Tasks to perform:
- 1) From the forum thread on the VFD and motor wiring, list every numerical rating, with its unit, that appears in the product title of the LAPOND drive.
- 2) Print the passage of the forum thread on the VFD and motor wiring starting with "www.amazon.com" and going on through "motor. I'm baffled.".

Document extract:
********************
Here's the VFD...I just went back in my Amazon order history and found it.  I have the manual in the garage. 






						LAPOND High Performance VFD Inverter VFD Drive 2.2KW 220V 3HP 9.6A,Variable Frequency Drive for Motor Speed Control,SVD-PS Series: Amazon.com: Tools & Home Improvement
					

LAPOND High Performance VFD Inverter VFD Drive 2.2KW 220V 3HP 9.6A,Variable Frequency Drive for Motor Speed Control,SVD-PS Series: Amazon.com: Tools & Home Improvement



					www.amazon.com


----------



## Ceej0103 (Dec 22, 2020)

Ok here's the updates.  I'm not sure what motor I was remembering but this thing definitely doesn't have 9 wires like the motor plate indicates.  All I'm seeing is 3 wires.  See attached pictures.  I tested resistance across each of the three wires and got a constant value of 12.5 ohms.  I tested each wire to the motor housing (ground) and got OL (Open Line) for that test, which is what you would expect with a good motor. I'm baffled. 

For one, the plate on this motor suggests it has 9 wires and a low/high voltage wiring option.  I'm seeing 3 wires.  And even with 3 wires, there's no wild variation of resistance across the windings and there is apparently no grounded winding.

So....what do I have on my hands here?


----------



## Lo-Fi (Dec 22, 2020)

Puzzling, but probably good news for your motor... Could you post the data plate from the motor? 

I'm guessing the grinder isn't anywhere near the hp rating of the mill, so that might be a false positive on the VFD having survived it's outputs being switched. I'm trying to think up ways to test it...


----------



## Ceej0103 (Dec 22, 2020)

Lo-Fi said:


> Puzzling, but probably good news for your motor... Could you post the data plate from the motor?
> 
> I'm guessing the grinder isn't anywhere near the hp rating of the mill, so that might be a false positive on the VFD having survived it's outputs being switched. I'm trying to think up ways to test it...
********************
Dataset excerpt:
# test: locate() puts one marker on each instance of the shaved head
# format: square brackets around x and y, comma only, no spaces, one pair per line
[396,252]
********************
Worked answers:
- 1)
- 2.2KW
- 220V
- 3HP
- 9.6A

- 2)
www.amazon.com


----------



## Ceej0103 (Dec 22, 2020)

Ok here's the updates.  I'm not sure what motor I was remembering but this thing definitely doesn't have 9 wires like the motor plate indicates.  All I'm seeing is 3 wires.  See attached pictures.  I tested resistance across each of the three wires and got a constant value of 12.5 ohms.  I tested each wire to the motor housing (ground) and got OL (Open Line) for that test, which is what you would expect with a good motor. I'm baffled.